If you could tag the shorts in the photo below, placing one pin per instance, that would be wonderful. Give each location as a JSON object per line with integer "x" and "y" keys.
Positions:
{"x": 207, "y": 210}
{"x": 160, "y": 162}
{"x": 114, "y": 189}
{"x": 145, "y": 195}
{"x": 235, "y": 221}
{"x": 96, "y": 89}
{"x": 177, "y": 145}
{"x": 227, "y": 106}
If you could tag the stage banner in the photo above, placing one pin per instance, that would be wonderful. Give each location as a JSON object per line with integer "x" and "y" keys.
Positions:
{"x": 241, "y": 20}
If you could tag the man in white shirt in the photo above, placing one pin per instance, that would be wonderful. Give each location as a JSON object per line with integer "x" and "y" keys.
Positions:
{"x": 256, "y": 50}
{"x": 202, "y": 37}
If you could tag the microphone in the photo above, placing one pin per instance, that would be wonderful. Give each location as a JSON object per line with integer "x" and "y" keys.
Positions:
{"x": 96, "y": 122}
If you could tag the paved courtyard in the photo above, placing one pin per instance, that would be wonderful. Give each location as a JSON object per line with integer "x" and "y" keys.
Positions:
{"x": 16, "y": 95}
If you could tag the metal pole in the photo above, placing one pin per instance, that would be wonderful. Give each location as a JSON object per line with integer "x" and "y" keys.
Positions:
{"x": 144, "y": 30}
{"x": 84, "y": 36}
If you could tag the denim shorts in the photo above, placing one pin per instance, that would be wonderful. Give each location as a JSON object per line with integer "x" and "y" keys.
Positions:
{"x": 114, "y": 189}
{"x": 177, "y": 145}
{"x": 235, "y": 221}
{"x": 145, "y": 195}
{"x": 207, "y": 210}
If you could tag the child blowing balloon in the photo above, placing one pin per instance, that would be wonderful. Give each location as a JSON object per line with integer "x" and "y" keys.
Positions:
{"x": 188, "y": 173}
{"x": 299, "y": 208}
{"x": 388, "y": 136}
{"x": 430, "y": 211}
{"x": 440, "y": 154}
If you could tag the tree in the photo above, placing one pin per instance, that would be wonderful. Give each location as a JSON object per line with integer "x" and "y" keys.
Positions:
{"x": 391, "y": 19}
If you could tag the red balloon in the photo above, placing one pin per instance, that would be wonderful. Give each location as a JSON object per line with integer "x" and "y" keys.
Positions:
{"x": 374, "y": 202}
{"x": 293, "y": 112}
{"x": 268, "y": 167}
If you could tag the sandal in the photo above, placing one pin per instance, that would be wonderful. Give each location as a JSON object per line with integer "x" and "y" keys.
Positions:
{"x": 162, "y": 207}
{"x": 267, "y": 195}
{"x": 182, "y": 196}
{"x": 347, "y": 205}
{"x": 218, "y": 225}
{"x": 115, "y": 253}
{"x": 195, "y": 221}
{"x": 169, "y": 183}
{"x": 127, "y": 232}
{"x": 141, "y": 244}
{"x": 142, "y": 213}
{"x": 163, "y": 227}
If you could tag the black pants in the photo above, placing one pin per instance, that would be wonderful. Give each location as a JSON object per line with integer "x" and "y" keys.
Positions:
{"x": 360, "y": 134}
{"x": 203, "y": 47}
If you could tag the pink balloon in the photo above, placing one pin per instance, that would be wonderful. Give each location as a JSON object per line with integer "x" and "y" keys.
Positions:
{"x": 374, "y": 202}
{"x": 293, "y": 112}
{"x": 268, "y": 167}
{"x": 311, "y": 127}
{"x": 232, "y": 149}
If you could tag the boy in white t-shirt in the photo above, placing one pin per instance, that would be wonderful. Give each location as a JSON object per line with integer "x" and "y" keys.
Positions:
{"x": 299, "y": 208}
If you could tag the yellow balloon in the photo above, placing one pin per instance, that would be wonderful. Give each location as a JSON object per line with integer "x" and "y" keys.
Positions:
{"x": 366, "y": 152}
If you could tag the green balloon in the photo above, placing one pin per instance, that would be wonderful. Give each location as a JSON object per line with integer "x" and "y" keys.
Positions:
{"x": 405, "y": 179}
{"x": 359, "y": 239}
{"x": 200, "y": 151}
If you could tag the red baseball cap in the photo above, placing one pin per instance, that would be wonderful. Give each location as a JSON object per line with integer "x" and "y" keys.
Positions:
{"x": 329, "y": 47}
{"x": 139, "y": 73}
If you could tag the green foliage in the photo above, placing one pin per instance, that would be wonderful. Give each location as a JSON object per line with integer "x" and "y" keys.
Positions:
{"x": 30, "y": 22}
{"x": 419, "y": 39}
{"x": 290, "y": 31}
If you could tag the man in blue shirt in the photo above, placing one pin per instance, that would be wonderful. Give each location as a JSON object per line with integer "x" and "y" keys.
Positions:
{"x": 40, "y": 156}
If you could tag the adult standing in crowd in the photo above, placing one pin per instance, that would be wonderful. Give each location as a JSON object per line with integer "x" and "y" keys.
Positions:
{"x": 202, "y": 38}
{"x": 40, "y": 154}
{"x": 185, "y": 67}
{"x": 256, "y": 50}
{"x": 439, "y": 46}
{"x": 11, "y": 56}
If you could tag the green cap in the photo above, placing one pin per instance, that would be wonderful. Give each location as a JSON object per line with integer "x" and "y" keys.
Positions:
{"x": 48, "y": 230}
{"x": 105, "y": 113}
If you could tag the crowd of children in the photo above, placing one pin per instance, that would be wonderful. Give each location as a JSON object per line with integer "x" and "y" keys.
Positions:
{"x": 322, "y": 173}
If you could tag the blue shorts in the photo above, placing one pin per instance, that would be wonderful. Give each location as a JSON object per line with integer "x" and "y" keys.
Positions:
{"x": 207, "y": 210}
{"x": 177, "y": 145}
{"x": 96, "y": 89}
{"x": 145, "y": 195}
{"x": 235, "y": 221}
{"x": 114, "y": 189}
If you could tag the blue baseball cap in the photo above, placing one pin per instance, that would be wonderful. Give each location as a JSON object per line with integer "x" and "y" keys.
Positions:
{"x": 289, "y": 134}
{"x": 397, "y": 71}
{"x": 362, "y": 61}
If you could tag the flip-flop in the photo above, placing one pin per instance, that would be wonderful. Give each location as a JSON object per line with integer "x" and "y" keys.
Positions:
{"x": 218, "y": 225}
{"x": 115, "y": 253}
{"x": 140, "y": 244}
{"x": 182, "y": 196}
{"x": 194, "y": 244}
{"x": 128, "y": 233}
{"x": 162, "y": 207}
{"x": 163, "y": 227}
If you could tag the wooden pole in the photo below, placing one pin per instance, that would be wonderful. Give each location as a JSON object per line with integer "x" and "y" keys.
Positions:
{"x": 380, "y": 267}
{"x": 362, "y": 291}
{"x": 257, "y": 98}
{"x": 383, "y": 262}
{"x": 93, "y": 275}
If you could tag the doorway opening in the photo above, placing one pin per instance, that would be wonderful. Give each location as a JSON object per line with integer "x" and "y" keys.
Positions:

## Task brief
Reproduce exactly the lines from the one with "If you could tag the crowd" through the end of the entries above, both ends included.

## Correct response
If you could tag the crowd of children in the photo above, placing one pin per instance, that would be wonderful. Give each location as a JSON object per line with integer "x" and "y" keys.
Positions:
{"x": 322, "y": 173}
If you could tag the blue shorts in the photo above, placing one pin per instance, that would be wonderful. Give each location as a JSON object per line with integer "x" and "y" keys.
Positions:
{"x": 207, "y": 210}
{"x": 177, "y": 145}
{"x": 96, "y": 89}
{"x": 145, "y": 195}
{"x": 235, "y": 221}
{"x": 114, "y": 189}
If you could tag the blue baseball cap in the photo above, placing one pin per instance, that would be wonderful. Give each location as a JSON object per line with integer "x" and "y" keys.
Positions:
{"x": 289, "y": 134}
{"x": 397, "y": 71}
{"x": 362, "y": 61}
If you could tag the flip-flop in the photo above, placing one pin per instance, that would be wonderful. Give each location as a JSON object per line with integer "x" and "y" keys.
Positions:
{"x": 218, "y": 225}
{"x": 115, "y": 253}
{"x": 140, "y": 244}
{"x": 182, "y": 196}
{"x": 194, "y": 244}
{"x": 128, "y": 233}
{"x": 162, "y": 207}
{"x": 163, "y": 227}
If you could tag the wooden pole in the photo below, placing one pin per instance, that would be wonderful. Give each location as a JSON object per line with integer "x" and "y" keys.
Positions:
{"x": 380, "y": 267}
{"x": 362, "y": 291}
{"x": 257, "y": 98}
{"x": 383, "y": 262}
{"x": 93, "y": 275}
If you could tag the doorway opening in the photo above, placing one pin per instance, that would be wonderful. Give each location as a JSON object per line with integer "x" and "y" keys.
Positions:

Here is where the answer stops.